### Material for this task
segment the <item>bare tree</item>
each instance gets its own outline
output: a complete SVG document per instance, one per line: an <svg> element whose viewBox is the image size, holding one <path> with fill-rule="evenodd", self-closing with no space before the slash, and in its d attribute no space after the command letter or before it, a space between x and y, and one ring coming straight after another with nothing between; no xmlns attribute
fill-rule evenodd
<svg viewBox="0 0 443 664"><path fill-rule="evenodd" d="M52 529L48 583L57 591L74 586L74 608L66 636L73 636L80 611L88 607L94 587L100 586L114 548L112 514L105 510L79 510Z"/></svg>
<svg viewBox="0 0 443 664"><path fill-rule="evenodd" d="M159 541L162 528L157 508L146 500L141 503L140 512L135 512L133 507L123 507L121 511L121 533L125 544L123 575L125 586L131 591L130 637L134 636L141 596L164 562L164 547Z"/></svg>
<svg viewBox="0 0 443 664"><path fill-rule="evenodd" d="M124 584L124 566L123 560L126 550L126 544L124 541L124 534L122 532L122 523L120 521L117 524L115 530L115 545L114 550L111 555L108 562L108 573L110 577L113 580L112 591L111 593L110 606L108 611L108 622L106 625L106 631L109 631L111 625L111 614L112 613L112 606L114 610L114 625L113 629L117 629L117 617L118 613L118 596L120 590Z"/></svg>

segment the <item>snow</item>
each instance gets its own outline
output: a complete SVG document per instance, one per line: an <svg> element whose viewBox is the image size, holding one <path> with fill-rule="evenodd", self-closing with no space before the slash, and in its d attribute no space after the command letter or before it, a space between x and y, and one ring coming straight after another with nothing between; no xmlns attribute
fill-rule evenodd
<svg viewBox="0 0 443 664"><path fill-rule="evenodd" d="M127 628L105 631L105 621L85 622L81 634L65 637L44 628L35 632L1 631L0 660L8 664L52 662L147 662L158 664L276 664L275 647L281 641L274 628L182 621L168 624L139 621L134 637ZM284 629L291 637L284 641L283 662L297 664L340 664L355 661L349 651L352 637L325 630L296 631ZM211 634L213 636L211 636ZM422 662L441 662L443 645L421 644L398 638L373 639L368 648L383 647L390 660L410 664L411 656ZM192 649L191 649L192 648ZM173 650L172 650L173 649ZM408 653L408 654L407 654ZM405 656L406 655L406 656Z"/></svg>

### Exercise
Reproduce verbatim everything from the start of the items down to the line containing "541L162 528L157 508L146", including that line.

### The reply
segment the <item>bare tree</item>
each instance gets its own outline
output: a complete SVG document per instance, one per line: an <svg> element whose viewBox is the image size, holding one <path> with fill-rule="evenodd", self-closing with no space before the slash, and in its d attribute no space after the command letter or before it, a space between x and y, and one ring coming straight after another with nothing between; no xmlns attribute
fill-rule evenodd
<svg viewBox="0 0 443 664"><path fill-rule="evenodd" d="M52 529L48 583L57 591L74 586L74 608L66 636L73 636L80 611L88 607L94 587L100 586L114 548L112 514L105 510L79 510Z"/></svg>
<svg viewBox="0 0 443 664"><path fill-rule="evenodd" d="M159 541L162 528L157 508L146 500L141 503L140 512L135 512L133 507L123 507L121 511L121 533L125 544L123 575L125 586L131 591L130 637L134 636L141 596L164 562L164 547Z"/></svg>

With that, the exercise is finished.